__PROBLEM STATEMENT__.
Copy out every line of the records, starting at the beginning and ending at the line containing "point(374, 662)". Shift each answer coordinate up by 10 and leave all other numbers unchanged.

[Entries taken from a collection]

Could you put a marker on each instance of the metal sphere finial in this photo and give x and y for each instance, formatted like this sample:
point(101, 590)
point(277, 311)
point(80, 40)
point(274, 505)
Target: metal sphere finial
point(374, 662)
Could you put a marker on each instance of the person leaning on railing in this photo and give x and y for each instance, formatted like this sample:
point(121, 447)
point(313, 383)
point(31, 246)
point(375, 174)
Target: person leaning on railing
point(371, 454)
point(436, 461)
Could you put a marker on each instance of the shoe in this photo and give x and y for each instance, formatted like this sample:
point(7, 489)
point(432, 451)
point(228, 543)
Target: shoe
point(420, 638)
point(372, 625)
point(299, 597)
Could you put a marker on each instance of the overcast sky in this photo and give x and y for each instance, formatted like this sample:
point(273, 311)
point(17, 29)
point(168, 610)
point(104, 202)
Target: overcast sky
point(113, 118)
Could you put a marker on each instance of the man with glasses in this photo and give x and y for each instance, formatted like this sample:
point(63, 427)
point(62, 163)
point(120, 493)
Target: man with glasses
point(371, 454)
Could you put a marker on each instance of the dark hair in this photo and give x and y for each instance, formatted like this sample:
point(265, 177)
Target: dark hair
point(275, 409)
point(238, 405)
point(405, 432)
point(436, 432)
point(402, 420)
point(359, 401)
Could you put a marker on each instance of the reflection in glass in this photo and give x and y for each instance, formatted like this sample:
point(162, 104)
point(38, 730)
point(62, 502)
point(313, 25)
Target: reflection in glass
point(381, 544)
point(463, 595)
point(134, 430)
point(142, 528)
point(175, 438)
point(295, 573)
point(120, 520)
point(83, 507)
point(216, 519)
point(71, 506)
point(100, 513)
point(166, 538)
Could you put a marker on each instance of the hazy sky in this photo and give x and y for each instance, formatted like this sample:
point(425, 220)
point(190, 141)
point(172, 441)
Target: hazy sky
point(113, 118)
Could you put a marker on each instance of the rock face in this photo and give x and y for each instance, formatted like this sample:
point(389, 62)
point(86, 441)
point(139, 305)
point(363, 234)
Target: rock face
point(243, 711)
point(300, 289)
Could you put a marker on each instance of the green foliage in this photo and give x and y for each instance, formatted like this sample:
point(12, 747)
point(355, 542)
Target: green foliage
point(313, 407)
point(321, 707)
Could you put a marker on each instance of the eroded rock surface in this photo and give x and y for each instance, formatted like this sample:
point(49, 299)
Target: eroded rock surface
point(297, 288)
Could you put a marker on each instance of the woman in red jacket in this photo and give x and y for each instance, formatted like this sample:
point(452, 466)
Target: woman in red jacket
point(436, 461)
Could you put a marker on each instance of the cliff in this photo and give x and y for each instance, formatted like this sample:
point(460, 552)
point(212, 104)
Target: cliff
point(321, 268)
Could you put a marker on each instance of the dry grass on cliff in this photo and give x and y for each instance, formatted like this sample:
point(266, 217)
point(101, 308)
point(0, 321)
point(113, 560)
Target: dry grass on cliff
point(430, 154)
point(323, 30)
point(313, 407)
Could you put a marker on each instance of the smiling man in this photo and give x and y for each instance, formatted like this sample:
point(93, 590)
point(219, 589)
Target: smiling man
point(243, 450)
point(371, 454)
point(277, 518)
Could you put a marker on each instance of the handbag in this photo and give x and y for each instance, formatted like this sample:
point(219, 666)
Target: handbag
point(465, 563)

__EXERCISE SOLUTION__.
Could you put a marker on each instance of the metal sphere finial in this photo and give x and y for each instance, formatted like this sample:
point(101, 590)
point(277, 311)
point(80, 40)
point(274, 505)
Target: metal sphere finial
point(384, 672)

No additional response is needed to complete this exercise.